_Brief_
Report how many lines of the listing below contain the word "jacket". Reply with the number only.
━━ Stored records ━━
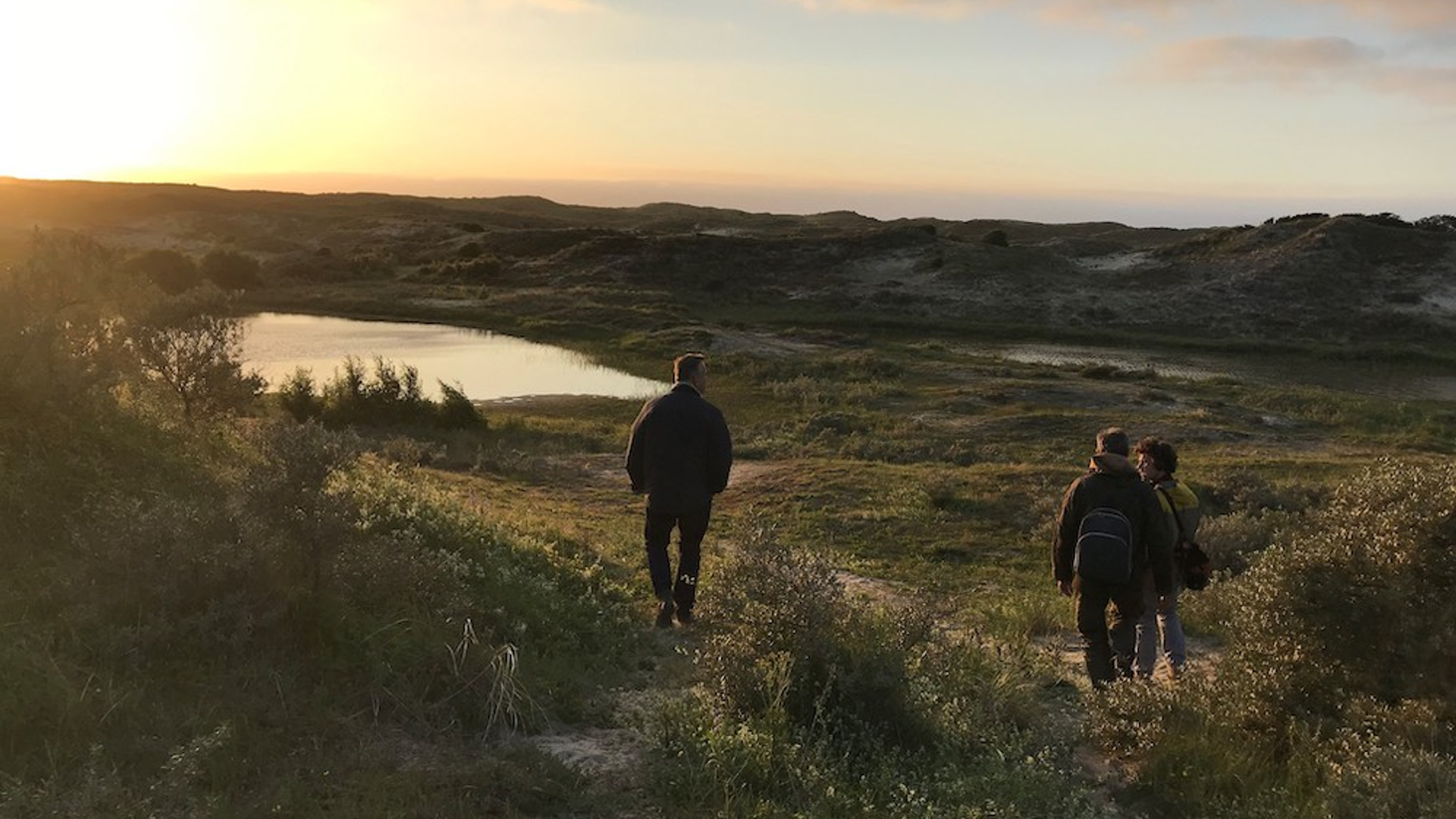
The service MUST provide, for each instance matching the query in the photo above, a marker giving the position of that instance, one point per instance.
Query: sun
(92, 88)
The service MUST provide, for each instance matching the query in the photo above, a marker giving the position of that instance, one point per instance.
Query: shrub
(169, 270)
(1334, 697)
(297, 395)
(231, 270)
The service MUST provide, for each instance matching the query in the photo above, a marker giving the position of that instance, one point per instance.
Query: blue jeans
(1159, 634)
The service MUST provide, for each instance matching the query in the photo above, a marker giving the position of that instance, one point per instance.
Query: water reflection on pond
(487, 365)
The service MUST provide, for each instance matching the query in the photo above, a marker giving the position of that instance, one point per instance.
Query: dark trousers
(658, 532)
(1109, 640)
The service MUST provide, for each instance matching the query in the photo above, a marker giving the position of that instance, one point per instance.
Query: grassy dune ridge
(234, 614)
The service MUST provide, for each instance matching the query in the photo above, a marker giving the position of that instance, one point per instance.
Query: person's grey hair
(1112, 441)
(689, 366)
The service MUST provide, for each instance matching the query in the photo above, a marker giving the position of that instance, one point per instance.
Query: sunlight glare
(93, 86)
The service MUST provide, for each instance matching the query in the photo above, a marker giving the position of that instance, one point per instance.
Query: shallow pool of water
(485, 365)
(1383, 379)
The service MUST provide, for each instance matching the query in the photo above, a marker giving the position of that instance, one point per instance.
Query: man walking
(1111, 532)
(679, 457)
(1159, 632)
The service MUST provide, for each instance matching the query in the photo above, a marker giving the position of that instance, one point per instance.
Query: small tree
(169, 270)
(297, 395)
(191, 347)
(231, 270)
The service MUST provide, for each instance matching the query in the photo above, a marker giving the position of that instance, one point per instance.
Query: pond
(485, 365)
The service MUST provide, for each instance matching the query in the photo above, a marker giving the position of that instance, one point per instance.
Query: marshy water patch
(1397, 381)
(485, 365)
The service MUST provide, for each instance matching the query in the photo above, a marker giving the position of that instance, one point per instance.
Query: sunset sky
(1185, 112)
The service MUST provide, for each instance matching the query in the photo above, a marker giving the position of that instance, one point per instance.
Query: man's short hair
(1112, 441)
(689, 366)
(1161, 452)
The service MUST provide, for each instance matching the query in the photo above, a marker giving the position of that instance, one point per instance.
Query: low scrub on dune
(1335, 694)
(817, 704)
(209, 614)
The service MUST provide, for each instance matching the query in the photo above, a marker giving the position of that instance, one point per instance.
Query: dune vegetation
(346, 599)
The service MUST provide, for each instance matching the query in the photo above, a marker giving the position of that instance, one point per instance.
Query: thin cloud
(1261, 57)
(561, 6)
(1404, 14)
(938, 9)
(1421, 15)
(1310, 61)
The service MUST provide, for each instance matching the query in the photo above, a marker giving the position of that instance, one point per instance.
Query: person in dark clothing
(1112, 483)
(679, 455)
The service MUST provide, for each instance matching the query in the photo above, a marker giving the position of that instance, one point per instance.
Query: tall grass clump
(1335, 697)
(218, 615)
(817, 704)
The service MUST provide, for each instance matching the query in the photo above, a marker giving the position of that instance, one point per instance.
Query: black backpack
(1104, 551)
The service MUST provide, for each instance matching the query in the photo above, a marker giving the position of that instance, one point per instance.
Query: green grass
(254, 618)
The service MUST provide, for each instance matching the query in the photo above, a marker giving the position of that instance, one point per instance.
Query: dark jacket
(680, 452)
(1112, 482)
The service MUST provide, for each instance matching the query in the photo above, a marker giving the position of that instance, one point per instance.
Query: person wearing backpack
(1111, 539)
(1159, 632)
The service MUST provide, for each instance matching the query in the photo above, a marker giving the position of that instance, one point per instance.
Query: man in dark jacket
(679, 455)
(1111, 484)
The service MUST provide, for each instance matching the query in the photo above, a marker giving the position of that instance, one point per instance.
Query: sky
(1178, 112)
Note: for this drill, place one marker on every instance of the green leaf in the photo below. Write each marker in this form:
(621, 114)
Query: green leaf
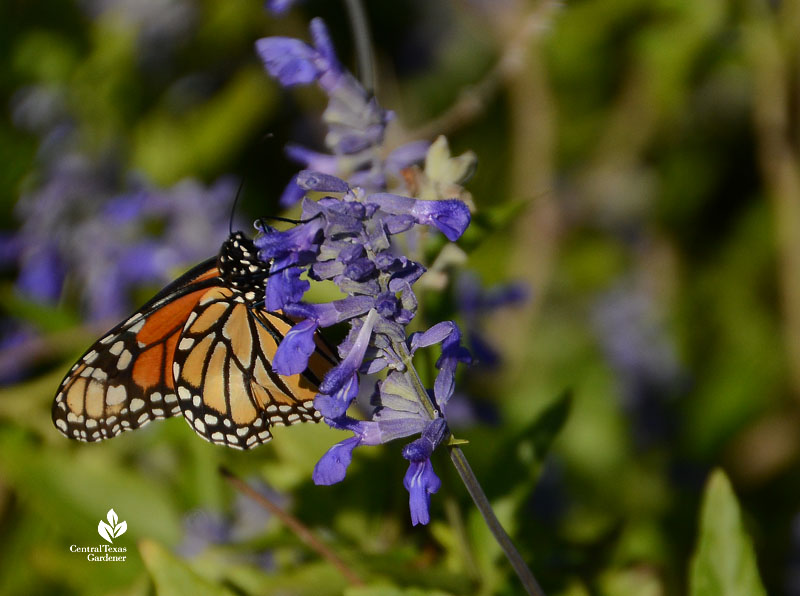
━━━
_Exercise solution_
2